(EXTRAIT DU DOCUMENT)
::::

Une évaluation juste est-elle possible? Évaluer est-il nécessaire? Est-ce seulement souhaitable? Et si oui, sous quelle forme? Quels périls guettent toute évaluation dans ses principes, ou dans sa mise en œuvre, ou dans ses effets? Faut-il privilégier des évaluations formatives ou plutôt sommatives? Et si oui, dans quelle proportion? Faut-il préférer des évaluations portant sur des réalisations individuelles ou sur des travaux d'équipes? Est-il sage d'utiliser des portfolios? Faut-il noter par chiffres ou par lettres? Vaut-il mieux poser des questions ouvertes, à choix multiples, semi-objectives?

On le devine: les problèmes soulevés par tout cela sont nombreux et, pour certains d'entre eux, graves et lourds de conséquences. Je ne peux évidemment pas les aborder ici. Mais je voudrais malgré tout porter ici à votre attention trois idées qui me semblent vraies et importantes et qui méritent pour cela d'être mieux connues.

Évaluation et enseignement

La première est conceptuelle et prend la forme d'un argument dû au philosophe Anthony Flew. Je le résumerais ainsi.

Enseigner, c'est avoir l'intention de faire apprendre, et cela peut bien entendu être bien fait, moins bien fait, voire mal fait. Mais si on prend au sérieux cette intention, on voudra savoir si on a ou non réussi à faire apprendre. Évaluer ses étudiants est précisément ce qui le permet, de sorte que si on prend au sérieux le fait d'enseigner, on procédera à des évaluations des personnes à qui on enseigne afin d'apprendre quelque chose sur la valeur de notre enseignement. Cet argument, on l'aura deviné, suppose des critères de succès les plus clairs possible auxquels seront rapportés les résultats obtenus dans l'évaluation.

Il est important de noter que cet argument ne dit rien sur la manière d'évaluer ou sur les conséquences, sur qui que ce soit, des résultats obtenus: il rappelle simplement l'existence d'un lien conceptuel entre enseignement et évaluation, et que l'évaluation est par ce lien une activité nécessaire, parce qu'elle renseigne sur le succès ou l'insuccès d'un enseignement. Un ami très cher allait dans le même sens quand il disait qu'il détestait quand ses étudiant.e.s échouaient parce qu'alors, en partie au moins, il échouait lui aussi, avec eux.

Une précieuse leçon de la recherche empirique

La deuxième idée que je veux rappeler est un résultat de recherche très fiable et qui pourra vous étonner: les élèves sont remarquablement efficaces pour prédire les résultats qu'ils vont obtenir à un examen, à une épreuve. En somme, ils et elles savent d'avance, avec une bonne précision et avant toute évaluation, combien ils ont appris!

Certains diront devant ce résultat qu'on se demande bien pourquoi on évalue, si du moins la seule raison de le faire est que les élèves sachent où ils en sont, et suggéreront que l'évaluation n'est qu'un instrument de domination, de hiérarchisation et de reproduction des inégalités.

Il y a une indéniable part de vrai dans ces dernières idées, qui décrivent bien une des fonctions des systèmes d'éducation. Mais il faut faire attention: car une autre importante réponse à la question de savoir pourquoi on évalue se trouve dans l'argument de Flew: on évalue aussi pour que l'enseignant (et avec lui le système scolaire) sache ce que vaut l'enseignement dispensé.

::::

(À FAIRE 1)
Dans le texte sur l'évaluation, relevez les trois choses dont l'évaluation ne serait, selon certains, qu'un instrument.
(À FAIRE 2)
Poursuivez la rédaction du texte sur l'évaluation à partir de sa dernière phrase.
Les entrées ci-après ne sont pas nécessaires.

(ENTRÉES DE DONNÉES)
::::

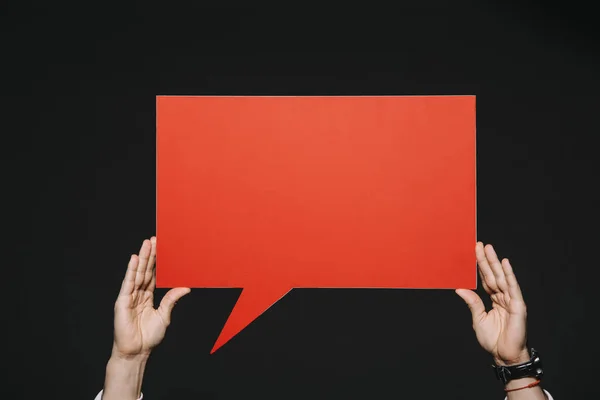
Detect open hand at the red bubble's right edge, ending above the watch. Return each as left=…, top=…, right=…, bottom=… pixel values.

::::

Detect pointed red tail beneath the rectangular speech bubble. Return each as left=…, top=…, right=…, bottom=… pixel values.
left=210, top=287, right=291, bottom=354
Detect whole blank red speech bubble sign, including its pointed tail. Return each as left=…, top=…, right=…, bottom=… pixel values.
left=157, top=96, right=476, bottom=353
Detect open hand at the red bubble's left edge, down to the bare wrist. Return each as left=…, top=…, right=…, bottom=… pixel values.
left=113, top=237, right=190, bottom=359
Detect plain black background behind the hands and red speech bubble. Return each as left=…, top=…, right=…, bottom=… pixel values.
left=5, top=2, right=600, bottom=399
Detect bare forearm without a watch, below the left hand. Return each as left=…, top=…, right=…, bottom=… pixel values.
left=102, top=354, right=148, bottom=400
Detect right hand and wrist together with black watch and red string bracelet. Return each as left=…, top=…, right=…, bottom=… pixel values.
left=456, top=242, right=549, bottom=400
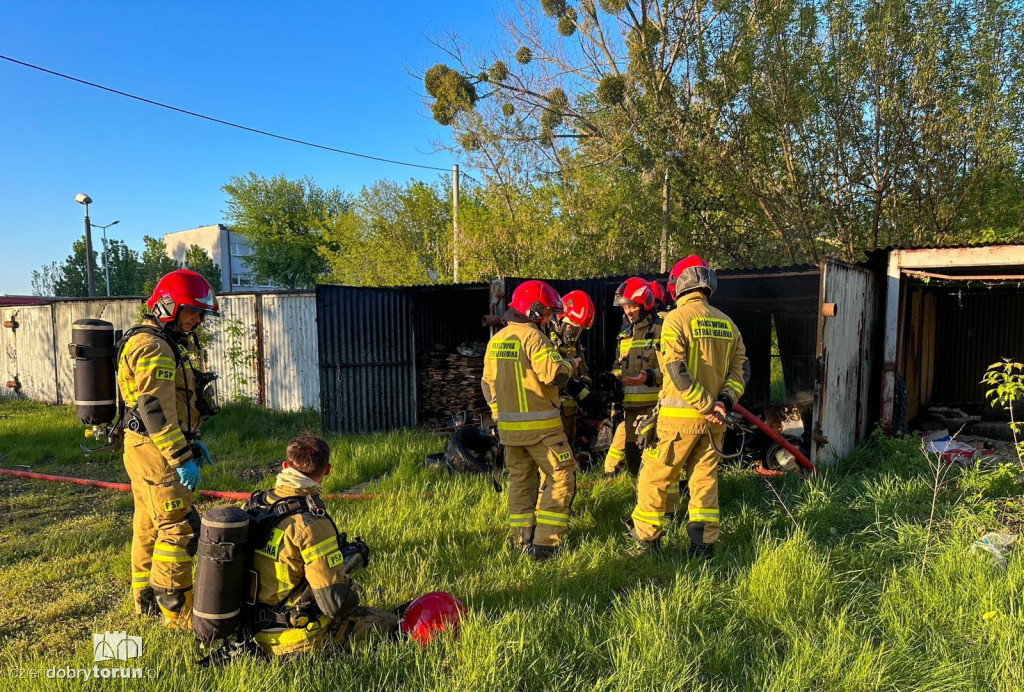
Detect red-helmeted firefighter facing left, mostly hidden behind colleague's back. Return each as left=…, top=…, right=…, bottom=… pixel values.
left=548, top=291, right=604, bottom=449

::::

(RÉSULTAT 1)
La domination, la hiérarchisation et la reproduction des inégalités.

(RÉSULTAT 2)
Une autre conséquence importante de ce résultat de recherche est mise en évidence par le précieux John Hattie. La voici en mes mots. Ces élèves, qui savent si bien estimer les résultats qu'ils auront lors d'une évaluation, se fixent aussi pour eux-mêmes des buts, ont pour eux-mêmes des attentes. Les enseignantes devraient en profiter pour faire en sorte que les élèves haussent les objectifs qu'ils se donnent. Enseigner ne devrait pas simplement viser à ce que les élèves atteignent leurs objectifs, mais faire en sorte qu'ils aillent au-delà des cibles qu'ils ou elles se donnent, faire en sorte qu'ils s'en donnent de plus élevées. Vaste mais crucial programme.

L'exemple finlandais

La troisième idée que je veux rappeler nous vient de Finlande.

Elle repose sur cette idée déjà évoquée que l'évaluation renseigne sur la qualité de l'enseignement et sur la valeur du système qui le dispense. Elle a donc une valeur pour l'enseignant, mais aussi pour le pilotage du système scolaire.

À ce propos, la manière dont la Finlande recueille et utilise les résultats des évaluations est intéressante. Pierre Merle explique: «Pilotée de façon centralisée, l'évaluation standardisée [en Finlande] permet d'identifier les établissements dans lesquels, en moyenne, les résultats scolaires des élèves sont plus faibles. Ces résultats […] ne sont pas publiés. Seules les équipes pédagogiques des établissements concernés sont informées des résultats de leur établissement. L'objectif poursuivi est d'étudier les difficultés spécifiques rencontrées par les professeurs dans certains établissements et de trouver des solutions pour améliorer le niveau moyen des élèves. L'évaluation standardisée a ainsi une finalité formative.»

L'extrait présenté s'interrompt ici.